>> BEGIN

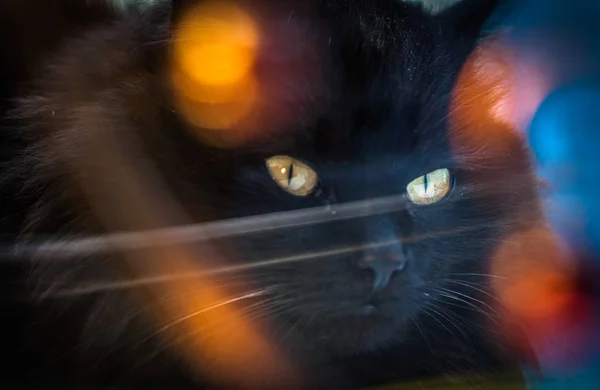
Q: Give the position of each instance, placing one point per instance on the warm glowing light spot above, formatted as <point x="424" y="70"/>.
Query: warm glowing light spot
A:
<point x="214" y="50"/>
<point x="497" y="85"/>
<point x="216" y="43"/>
<point x="536" y="277"/>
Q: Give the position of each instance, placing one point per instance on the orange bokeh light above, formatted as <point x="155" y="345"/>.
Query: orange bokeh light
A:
<point x="216" y="43"/>
<point x="214" y="51"/>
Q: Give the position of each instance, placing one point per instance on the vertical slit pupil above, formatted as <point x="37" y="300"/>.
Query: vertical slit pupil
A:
<point x="290" y="173"/>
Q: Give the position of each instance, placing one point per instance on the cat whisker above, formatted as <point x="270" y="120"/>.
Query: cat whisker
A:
<point x="468" y="297"/>
<point x="427" y="311"/>
<point x="211" y="230"/>
<point x="249" y="295"/>
<point x="470" y="305"/>
<point x="474" y="286"/>
<point x="416" y="322"/>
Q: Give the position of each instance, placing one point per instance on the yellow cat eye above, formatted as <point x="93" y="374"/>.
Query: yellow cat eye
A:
<point x="292" y="175"/>
<point x="430" y="188"/>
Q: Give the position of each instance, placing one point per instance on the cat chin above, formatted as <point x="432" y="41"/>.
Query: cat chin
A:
<point x="355" y="335"/>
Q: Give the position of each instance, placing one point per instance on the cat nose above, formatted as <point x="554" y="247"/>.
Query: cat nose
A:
<point x="383" y="265"/>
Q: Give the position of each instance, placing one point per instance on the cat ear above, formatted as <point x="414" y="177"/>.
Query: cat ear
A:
<point x="468" y="18"/>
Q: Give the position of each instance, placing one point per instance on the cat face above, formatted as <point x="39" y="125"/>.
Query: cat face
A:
<point x="372" y="127"/>
<point x="354" y="128"/>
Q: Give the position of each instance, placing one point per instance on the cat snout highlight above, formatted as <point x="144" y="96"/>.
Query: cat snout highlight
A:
<point x="383" y="265"/>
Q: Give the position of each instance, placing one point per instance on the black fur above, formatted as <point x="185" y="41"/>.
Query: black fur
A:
<point x="371" y="106"/>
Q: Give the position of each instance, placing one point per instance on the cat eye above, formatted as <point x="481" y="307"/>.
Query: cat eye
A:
<point x="292" y="175"/>
<point x="430" y="188"/>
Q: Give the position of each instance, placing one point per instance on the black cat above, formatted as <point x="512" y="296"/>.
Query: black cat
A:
<point x="354" y="124"/>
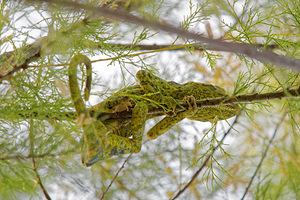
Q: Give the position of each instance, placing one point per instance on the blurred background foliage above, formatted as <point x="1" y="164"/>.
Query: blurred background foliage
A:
<point x="35" y="102"/>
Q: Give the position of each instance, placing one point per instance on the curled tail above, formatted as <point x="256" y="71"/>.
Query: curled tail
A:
<point x="73" y="84"/>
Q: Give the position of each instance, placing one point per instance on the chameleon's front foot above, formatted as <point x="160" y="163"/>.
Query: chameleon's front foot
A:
<point x="192" y="105"/>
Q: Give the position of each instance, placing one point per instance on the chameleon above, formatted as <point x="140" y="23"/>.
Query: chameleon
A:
<point x="107" y="137"/>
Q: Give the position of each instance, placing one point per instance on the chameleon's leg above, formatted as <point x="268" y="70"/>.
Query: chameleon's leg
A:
<point x="120" y="140"/>
<point x="169" y="121"/>
<point x="153" y="84"/>
<point x="129" y="138"/>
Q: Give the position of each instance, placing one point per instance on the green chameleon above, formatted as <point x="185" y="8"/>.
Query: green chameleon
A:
<point x="107" y="137"/>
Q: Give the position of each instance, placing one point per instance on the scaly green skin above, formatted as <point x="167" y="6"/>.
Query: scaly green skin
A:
<point x="125" y="135"/>
<point x="110" y="137"/>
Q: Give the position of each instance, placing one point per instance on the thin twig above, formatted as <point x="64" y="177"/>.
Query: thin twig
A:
<point x="39" y="181"/>
<point x="30" y="156"/>
<point x="205" y="161"/>
<point x="263" y="156"/>
<point x="218" y="44"/>
<point x="115" y="177"/>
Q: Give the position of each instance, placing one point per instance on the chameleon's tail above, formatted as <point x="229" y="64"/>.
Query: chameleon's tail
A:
<point x="73" y="84"/>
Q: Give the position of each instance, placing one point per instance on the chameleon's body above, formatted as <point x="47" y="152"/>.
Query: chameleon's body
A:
<point x="103" y="139"/>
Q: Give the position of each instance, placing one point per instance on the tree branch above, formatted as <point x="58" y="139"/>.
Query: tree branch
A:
<point x="217" y="44"/>
<point x="226" y="100"/>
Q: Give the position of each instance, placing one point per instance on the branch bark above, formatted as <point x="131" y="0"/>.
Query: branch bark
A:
<point x="226" y="100"/>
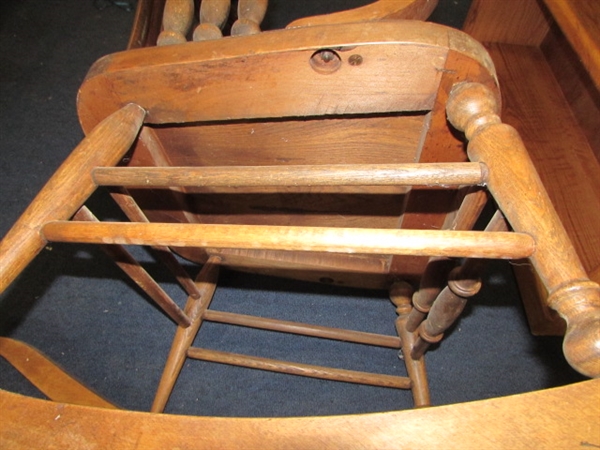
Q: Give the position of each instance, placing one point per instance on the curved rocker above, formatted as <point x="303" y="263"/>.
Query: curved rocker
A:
<point x="338" y="150"/>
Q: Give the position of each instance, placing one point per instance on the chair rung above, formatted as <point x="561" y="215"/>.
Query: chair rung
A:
<point x="432" y="174"/>
<point x="305" y="370"/>
<point x="473" y="244"/>
<point x="304" y="329"/>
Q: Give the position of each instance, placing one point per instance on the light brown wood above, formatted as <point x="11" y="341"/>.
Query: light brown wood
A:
<point x="448" y="174"/>
<point x="45" y="375"/>
<point x="177" y="20"/>
<point x="400" y="295"/>
<point x="194" y="308"/>
<point x="135" y="76"/>
<point x="580" y="22"/>
<point x="146" y="24"/>
<point x="473" y="109"/>
<point x="128" y="264"/>
<point x="564" y="417"/>
<point x="345" y="240"/>
<point x="563" y="159"/>
<point x="519" y="22"/>
<point x="250" y="14"/>
<point x="213" y="15"/>
<point x="576" y="84"/>
<point x="378" y="10"/>
<point x="304" y="370"/>
<point x="303" y="329"/>
<point x="68" y="188"/>
<point x="535" y="105"/>
<point x="135" y="214"/>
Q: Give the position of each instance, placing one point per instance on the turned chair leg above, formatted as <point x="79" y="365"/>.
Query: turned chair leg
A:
<point x="184" y="337"/>
<point x="400" y="294"/>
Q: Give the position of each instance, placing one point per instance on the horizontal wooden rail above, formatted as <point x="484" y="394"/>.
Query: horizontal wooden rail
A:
<point x="336" y="240"/>
<point x="304" y="329"/>
<point x="305" y="370"/>
<point x="450" y="174"/>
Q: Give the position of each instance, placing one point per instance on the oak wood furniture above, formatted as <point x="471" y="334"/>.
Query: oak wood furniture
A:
<point x="547" y="55"/>
<point x="332" y="153"/>
<point x="565" y="417"/>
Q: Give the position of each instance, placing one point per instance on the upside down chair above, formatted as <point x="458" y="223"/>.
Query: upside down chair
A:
<point x="332" y="151"/>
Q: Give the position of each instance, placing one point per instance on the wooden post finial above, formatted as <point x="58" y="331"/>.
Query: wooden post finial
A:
<point x="472" y="106"/>
<point x="519" y="192"/>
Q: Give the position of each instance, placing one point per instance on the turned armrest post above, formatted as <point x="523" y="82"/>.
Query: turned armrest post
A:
<point x="68" y="188"/>
<point x="519" y="192"/>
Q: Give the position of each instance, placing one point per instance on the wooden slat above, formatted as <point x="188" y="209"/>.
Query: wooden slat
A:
<point x="68" y="188"/>
<point x="564" y="417"/>
<point x="178" y="83"/>
<point x="305" y="370"/>
<point x="448" y="174"/>
<point x="45" y="375"/>
<point x="344" y="240"/>
<point x="178" y="16"/>
<point x="128" y="264"/>
<point x="303" y="329"/>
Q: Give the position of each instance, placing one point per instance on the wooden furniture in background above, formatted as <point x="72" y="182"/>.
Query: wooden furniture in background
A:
<point x="552" y="99"/>
<point x="343" y="176"/>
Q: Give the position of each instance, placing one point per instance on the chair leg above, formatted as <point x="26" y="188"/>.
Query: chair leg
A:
<point x="184" y="337"/>
<point x="400" y="294"/>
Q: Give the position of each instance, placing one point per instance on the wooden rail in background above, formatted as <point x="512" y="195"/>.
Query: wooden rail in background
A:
<point x="473" y="244"/>
<point x="448" y="174"/>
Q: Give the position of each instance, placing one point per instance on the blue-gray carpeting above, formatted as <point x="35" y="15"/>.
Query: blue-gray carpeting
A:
<point x="76" y="306"/>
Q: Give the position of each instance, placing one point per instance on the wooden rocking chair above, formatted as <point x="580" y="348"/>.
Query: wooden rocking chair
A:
<point x="331" y="151"/>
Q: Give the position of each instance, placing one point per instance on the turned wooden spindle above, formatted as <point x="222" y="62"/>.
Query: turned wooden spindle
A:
<point x="438" y="268"/>
<point x="184" y="336"/>
<point x="463" y="283"/>
<point x="213" y="15"/>
<point x="400" y="294"/>
<point x="177" y="20"/>
<point x="68" y="188"/>
<point x="250" y="14"/>
<point x="128" y="264"/>
<point x="520" y="194"/>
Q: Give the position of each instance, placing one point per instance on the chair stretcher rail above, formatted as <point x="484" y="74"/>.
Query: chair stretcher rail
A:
<point x="449" y="174"/>
<point x="305" y="370"/>
<point x="339" y="240"/>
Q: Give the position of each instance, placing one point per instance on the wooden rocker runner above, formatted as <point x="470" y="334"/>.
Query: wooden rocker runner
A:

>> END

_WHAT IS BEING ASKED_.
Write out exactly the lines from the line holding "the chair stretcher" through the last line of the data, and nothing besides those lines.

_THE REPLY_.
Q: Give the position of each instance, placing one point per instance on the chair stretcher rail above, formatted as <point x="484" y="74"/>.
Query: chair stretcher rail
A:
<point x="449" y="174"/>
<point x="305" y="370"/>
<point x="339" y="240"/>
Q: Give the position of each instance, placing one point per instance on the wooden rocker runner above, formatted as <point x="470" y="334"/>.
Query: wooden rocker runner
A:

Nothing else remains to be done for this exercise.